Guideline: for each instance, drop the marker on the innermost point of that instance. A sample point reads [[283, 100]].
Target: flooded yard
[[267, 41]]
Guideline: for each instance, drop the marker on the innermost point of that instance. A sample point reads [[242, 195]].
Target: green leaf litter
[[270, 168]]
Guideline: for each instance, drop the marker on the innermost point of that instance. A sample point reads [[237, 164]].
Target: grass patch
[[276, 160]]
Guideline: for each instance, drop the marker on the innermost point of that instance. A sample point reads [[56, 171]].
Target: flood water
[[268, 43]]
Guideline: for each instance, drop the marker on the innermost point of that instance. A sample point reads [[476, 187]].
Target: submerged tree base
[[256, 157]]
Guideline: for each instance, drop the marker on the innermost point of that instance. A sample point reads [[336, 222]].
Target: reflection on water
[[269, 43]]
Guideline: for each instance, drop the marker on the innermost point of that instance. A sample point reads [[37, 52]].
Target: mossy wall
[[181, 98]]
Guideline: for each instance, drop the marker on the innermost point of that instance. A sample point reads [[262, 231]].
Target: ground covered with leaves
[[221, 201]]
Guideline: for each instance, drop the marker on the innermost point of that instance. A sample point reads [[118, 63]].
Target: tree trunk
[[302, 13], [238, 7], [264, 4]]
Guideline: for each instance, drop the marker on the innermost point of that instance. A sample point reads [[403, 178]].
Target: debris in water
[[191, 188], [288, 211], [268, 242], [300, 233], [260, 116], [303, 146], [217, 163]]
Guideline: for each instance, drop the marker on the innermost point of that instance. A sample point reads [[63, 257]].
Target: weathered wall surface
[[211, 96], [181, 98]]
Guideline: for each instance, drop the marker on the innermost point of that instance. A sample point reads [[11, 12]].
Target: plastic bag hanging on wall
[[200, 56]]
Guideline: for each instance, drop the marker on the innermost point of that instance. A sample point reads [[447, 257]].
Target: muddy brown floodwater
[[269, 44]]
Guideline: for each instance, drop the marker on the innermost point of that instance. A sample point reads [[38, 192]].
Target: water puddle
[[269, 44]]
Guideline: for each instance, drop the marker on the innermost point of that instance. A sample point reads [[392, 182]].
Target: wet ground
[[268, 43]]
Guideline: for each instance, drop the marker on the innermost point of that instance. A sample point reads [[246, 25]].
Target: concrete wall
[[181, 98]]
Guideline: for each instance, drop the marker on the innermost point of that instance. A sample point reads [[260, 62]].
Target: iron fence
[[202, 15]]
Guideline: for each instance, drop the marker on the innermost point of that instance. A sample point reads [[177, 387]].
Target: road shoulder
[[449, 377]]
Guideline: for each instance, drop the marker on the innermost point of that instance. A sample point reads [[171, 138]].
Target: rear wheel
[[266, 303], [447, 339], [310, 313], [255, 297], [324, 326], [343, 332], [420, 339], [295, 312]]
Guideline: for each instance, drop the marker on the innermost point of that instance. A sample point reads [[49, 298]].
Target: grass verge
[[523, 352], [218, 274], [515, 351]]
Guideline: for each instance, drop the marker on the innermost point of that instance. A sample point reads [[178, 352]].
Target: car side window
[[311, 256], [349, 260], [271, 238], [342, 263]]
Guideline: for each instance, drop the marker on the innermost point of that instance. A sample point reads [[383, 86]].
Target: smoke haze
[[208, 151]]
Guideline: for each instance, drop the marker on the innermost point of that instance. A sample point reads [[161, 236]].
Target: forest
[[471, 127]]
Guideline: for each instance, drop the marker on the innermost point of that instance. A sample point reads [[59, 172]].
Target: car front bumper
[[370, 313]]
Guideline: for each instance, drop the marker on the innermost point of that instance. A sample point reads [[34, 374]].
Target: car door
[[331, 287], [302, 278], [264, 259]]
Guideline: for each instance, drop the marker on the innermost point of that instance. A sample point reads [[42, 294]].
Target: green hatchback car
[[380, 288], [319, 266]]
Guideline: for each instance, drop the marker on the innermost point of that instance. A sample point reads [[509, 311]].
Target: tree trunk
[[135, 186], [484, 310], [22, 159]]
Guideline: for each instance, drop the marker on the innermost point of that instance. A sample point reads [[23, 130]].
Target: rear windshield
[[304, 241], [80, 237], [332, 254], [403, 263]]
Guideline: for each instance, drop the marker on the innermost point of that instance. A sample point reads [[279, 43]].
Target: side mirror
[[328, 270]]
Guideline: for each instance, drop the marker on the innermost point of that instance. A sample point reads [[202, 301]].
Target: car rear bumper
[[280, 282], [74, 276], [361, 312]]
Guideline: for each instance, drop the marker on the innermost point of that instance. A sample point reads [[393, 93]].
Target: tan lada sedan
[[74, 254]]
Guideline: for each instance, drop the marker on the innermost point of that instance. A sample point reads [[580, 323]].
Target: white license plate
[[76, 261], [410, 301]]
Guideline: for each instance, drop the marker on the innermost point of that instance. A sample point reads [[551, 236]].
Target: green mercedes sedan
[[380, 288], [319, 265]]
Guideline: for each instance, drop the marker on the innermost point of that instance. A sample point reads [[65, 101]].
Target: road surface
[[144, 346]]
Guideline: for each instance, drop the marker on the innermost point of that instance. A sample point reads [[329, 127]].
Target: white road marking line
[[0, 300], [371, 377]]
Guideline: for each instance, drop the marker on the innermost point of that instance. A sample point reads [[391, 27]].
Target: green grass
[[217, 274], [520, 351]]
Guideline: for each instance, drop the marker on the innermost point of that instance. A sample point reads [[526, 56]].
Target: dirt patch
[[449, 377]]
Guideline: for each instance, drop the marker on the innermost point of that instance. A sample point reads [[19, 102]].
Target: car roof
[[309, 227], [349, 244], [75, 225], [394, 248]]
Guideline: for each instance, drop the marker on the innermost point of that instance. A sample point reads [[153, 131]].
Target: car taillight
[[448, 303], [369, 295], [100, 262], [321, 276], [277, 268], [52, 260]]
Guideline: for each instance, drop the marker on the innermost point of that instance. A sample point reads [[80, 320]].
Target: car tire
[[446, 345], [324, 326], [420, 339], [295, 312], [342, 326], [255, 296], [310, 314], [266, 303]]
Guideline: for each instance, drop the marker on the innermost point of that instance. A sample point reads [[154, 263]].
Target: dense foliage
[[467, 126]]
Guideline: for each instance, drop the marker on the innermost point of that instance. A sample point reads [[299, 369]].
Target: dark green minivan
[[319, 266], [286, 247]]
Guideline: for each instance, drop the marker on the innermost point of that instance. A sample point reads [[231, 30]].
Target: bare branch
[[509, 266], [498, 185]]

- _Task_:
Could you copy out, word for word, only the lines above that begin at the one containing "reads [[80, 320]]." and end after the one containing "314], [266, 303]]"?

- _Task answer_:
Guideline: for each instance, drop the marker on the innermost point of that instance. A sample point reads [[80, 320]].
Target: car tire
[[446, 345], [324, 326], [420, 339], [295, 312], [342, 326], [255, 296], [310, 314], [266, 303]]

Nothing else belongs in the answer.